[Dataset records]

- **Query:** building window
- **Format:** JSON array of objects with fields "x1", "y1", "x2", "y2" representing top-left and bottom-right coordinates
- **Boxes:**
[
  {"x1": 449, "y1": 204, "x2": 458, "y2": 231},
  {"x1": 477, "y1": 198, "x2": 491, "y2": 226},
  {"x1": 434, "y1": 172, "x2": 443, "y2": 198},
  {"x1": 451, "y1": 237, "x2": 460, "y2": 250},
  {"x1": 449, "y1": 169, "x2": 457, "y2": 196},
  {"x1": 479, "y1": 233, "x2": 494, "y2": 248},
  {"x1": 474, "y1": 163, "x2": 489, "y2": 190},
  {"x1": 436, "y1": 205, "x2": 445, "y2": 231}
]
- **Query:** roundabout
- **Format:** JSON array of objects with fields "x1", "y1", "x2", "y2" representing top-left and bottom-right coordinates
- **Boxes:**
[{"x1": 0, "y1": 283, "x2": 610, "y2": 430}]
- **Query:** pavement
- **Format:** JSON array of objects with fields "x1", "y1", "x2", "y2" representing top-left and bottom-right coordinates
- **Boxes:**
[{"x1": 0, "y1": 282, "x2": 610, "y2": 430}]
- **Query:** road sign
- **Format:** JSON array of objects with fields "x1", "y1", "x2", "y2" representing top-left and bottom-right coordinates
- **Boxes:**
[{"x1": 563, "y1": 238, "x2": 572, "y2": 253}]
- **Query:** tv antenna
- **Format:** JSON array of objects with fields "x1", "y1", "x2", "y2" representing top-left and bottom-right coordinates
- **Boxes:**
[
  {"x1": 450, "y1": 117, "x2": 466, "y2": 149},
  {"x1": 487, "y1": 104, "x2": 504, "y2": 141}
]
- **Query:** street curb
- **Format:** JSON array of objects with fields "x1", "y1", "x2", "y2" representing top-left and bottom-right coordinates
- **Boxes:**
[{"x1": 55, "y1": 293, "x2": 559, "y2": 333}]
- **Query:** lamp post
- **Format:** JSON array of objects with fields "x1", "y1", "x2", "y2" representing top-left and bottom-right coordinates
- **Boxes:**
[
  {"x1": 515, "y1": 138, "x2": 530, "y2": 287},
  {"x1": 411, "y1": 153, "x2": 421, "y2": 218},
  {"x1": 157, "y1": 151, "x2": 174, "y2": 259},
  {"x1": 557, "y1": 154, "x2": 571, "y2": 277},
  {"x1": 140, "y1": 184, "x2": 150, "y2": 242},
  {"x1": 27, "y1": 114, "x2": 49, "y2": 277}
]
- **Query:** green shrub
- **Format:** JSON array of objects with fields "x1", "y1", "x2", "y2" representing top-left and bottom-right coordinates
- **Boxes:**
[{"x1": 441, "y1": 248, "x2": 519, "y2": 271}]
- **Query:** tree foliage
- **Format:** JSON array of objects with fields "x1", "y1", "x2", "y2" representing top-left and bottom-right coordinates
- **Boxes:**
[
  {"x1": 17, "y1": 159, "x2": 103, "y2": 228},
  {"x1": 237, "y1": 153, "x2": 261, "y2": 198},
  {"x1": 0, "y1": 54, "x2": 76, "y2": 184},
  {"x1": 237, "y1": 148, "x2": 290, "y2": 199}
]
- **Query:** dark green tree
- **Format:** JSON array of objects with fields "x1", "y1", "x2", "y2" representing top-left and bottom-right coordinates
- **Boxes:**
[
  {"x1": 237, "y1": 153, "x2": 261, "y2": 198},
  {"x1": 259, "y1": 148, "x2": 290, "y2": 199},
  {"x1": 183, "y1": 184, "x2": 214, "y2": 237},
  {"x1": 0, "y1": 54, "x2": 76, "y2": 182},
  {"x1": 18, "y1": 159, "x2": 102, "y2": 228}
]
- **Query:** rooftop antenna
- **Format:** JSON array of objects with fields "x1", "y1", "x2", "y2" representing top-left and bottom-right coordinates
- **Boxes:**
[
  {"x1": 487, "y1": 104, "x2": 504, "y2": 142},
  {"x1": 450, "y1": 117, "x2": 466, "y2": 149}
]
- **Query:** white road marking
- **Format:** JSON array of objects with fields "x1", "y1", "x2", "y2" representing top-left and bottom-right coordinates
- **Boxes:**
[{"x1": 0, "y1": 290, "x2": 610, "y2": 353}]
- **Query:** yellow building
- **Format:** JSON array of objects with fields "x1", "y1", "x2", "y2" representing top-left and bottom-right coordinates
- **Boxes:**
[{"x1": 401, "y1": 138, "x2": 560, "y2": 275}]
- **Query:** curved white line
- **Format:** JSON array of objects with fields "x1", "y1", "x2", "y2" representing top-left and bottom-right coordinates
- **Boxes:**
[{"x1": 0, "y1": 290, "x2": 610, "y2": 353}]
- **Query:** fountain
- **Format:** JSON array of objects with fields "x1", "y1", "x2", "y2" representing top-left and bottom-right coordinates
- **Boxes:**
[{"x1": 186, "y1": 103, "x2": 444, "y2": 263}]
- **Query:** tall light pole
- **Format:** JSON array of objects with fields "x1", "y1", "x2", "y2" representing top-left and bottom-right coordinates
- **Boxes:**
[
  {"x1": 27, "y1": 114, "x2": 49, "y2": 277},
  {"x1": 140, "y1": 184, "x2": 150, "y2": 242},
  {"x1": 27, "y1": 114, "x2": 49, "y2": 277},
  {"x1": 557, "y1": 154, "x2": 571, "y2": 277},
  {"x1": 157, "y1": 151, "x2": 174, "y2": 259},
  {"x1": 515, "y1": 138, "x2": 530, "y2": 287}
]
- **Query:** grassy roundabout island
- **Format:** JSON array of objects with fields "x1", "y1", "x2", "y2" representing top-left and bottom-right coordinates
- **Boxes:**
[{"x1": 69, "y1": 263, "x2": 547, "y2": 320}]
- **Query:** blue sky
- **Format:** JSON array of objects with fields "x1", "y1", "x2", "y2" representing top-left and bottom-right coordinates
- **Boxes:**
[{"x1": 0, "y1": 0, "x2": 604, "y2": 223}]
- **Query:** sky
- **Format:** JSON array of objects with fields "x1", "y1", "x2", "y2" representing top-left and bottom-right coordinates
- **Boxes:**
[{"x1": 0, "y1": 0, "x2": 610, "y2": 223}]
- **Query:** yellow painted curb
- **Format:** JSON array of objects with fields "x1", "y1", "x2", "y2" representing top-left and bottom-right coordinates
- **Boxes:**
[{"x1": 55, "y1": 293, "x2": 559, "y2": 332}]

- Written exercise
Set down all of the records shown above once more, exactly.

- Final result
- **Query:** building window
- **Format:** JSON array of objects with fields "x1", "y1", "x2", "y2" representing top-left and bottom-right coordinates
- **Boxes:**
[
  {"x1": 449, "y1": 204, "x2": 458, "y2": 231},
  {"x1": 477, "y1": 198, "x2": 491, "y2": 226},
  {"x1": 434, "y1": 172, "x2": 443, "y2": 198},
  {"x1": 451, "y1": 237, "x2": 460, "y2": 250},
  {"x1": 449, "y1": 169, "x2": 457, "y2": 196},
  {"x1": 479, "y1": 233, "x2": 494, "y2": 248},
  {"x1": 474, "y1": 163, "x2": 489, "y2": 190},
  {"x1": 436, "y1": 205, "x2": 445, "y2": 231}
]
- **Query:** roundabout
- **Format:** JSON array of objects with fields "x1", "y1", "x2", "y2" representing top-left and bottom-right coordinates
- **Boxes:**
[{"x1": 0, "y1": 283, "x2": 610, "y2": 430}]
- **Query:** pavement
- **Format:** JSON array of objects with fields "x1", "y1", "x2", "y2" representing top-left and bottom-right coordinates
- **Boxes:**
[{"x1": 0, "y1": 282, "x2": 610, "y2": 430}]
- **Query:** road sign
- **Format:** JSON array of objects with fields "x1", "y1", "x2", "y2" representing top-left and bottom-right coordinates
- **Boxes:**
[{"x1": 563, "y1": 238, "x2": 572, "y2": 253}]
- **Query:** tv antenna
- **Format:** JSON array of objects with fields "x1", "y1", "x2", "y2" representing top-left and bottom-right coordinates
- **Boxes:**
[
  {"x1": 450, "y1": 117, "x2": 466, "y2": 149},
  {"x1": 487, "y1": 104, "x2": 504, "y2": 141}
]
- **Query:** street curb
- **Format:** JSON array of objects with fields "x1", "y1", "x2", "y2" representing top-left and bottom-right coordinates
- **Boxes:**
[{"x1": 55, "y1": 293, "x2": 559, "y2": 333}]
- **Query:** lamp post
- **Format:** JSON array of objects with fields "x1", "y1", "x2", "y2" representing top-left and bottom-right coordinates
- **Boxes:**
[
  {"x1": 515, "y1": 138, "x2": 530, "y2": 287},
  {"x1": 411, "y1": 153, "x2": 421, "y2": 218},
  {"x1": 157, "y1": 151, "x2": 174, "y2": 259},
  {"x1": 557, "y1": 154, "x2": 571, "y2": 277},
  {"x1": 140, "y1": 184, "x2": 150, "y2": 242},
  {"x1": 27, "y1": 114, "x2": 49, "y2": 277}
]
- **Query:** green shrub
- **Format:** JSON array of objects with fields "x1", "y1", "x2", "y2" representing top-left and bottom-right coordinates
- **Boxes:**
[{"x1": 441, "y1": 248, "x2": 519, "y2": 271}]
- **Query:** tree foliage
- **Format:** JSON array of objects with fields "x1", "y1", "x2", "y2" representing top-left and bottom-right coordinates
- **Boxes:**
[
  {"x1": 17, "y1": 159, "x2": 103, "y2": 228},
  {"x1": 237, "y1": 153, "x2": 261, "y2": 198},
  {"x1": 0, "y1": 54, "x2": 76, "y2": 184},
  {"x1": 237, "y1": 148, "x2": 290, "y2": 199}
]
- **Query:** dark green tree
- **Format:** JSON array of objects with fields "x1", "y1", "x2", "y2" representing top-left and bottom-right coordinates
- **Boxes:**
[
  {"x1": 237, "y1": 153, "x2": 261, "y2": 198},
  {"x1": 259, "y1": 148, "x2": 290, "y2": 199},
  {"x1": 183, "y1": 184, "x2": 214, "y2": 237},
  {"x1": 0, "y1": 54, "x2": 76, "y2": 182},
  {"x1": 18, "y1": 159, "x2": 102, "y2": 228}
]
- **Query:** rooftop antenna
- **Format:** JSON array of objects with fields "x1", "y1", "x2", "y2" representing top-left and bottom-right coordinates
- **Boxes:**
[
  {"x1": 487, "y1": 104, "x2": 504, "y2": 142},
  {"x1": 450, "y1": 117, "x2": 466, "y2": 149}
]
- **Query:** white road marking
- **Format:** JSON array of objects with fields "x1", "y1", "x2", "y2" representing top-left and bottom-right coordinates
- **Boxes:**
[{"x1": 0, "y1": 290, "x2": 610, "y2": 353}]
- **Query:** yellow building
- **Format:** JSON array of objects with fields "x1", "y1", "x2", "y2" representing top-left and bottom-right coordinates
- **Boxes:**
[{"x1": 401, "y1": 138, "x2": 560, "y2": 275}]
- **Query:** curved white line
- **Format:** JSON array of objects with fields "x1", "y1", "x2", "y2" representing top-left and bottom-right coordinates
- **Boxes:**
[{"x1": 0, "y1": 290, "x2": 610, "y2": 353}]
- **Query:** fountain
- **Format:** JSON array of objects with fields "x1", "y1", "x2", "y2" representing top-left and bottom-right coordinates
- **Boxes:**
[{"x1": 186, "y1": 103, "x2": 444, "y2": 263}]
- **Query:** tall light pole
- **Format:** JSON array of objects with fields "x1", "y1", "x2", "y2" representing top-left and bottom-right coordinates
- **Boxes:**
[
  {"x1": 27, "y1": 114, "x2": 49, "y2": 277},
  {"x1": 140, "y1": 184, "x2": 150, "y2": 242},
  {"x1": 27, "y1": 114, "x2": 49, "y2": 277},
  {"x1": 557, "y1": 154, "x2": 571, "y2": 277},
  {"x1": 157, "y1": 151, "x2": 174, "y2": 259},
  {"x1": 515, "y1": 138, "x2": 530, "y2": 287}
]
- **Query:** grassy roundabout island
- **Format:** JSON array of objects with fields "x1", "y1", "x2", "y2" representing top-left and bottom-right coordinates
- **Boxes:**
[{"x1": 69, "y1": 263, "x2": 547, "y2": 320}]
- **Query:** blue sky
- **Format:** JSON array of objects with fields "x1", "y1", "x2", "y2" representing top-left and bottom-right coordinates
- **Boxes:**
[{"x1": 0, "y1": 0, "x2": 604, "y2": 223}]
- **Query:** sky
- **Format:** JSON array of objects with fields "x1", "y1", "x2", "y2" representing top-left and bottom-right coordinates
- **Boxes:**
[{"x1": 0, "y1": 0, "x2": 610, "y2": 223}]
- **Query:** yellow painted curb
- **Format:** JSON array of objects with fields "x1", "y1", "x2", "y2" representing top-left and bottom-right coordinates
- **Boxes:**
[{"x1": 55, "y1": 293, "x2": 559, "y2": 332}]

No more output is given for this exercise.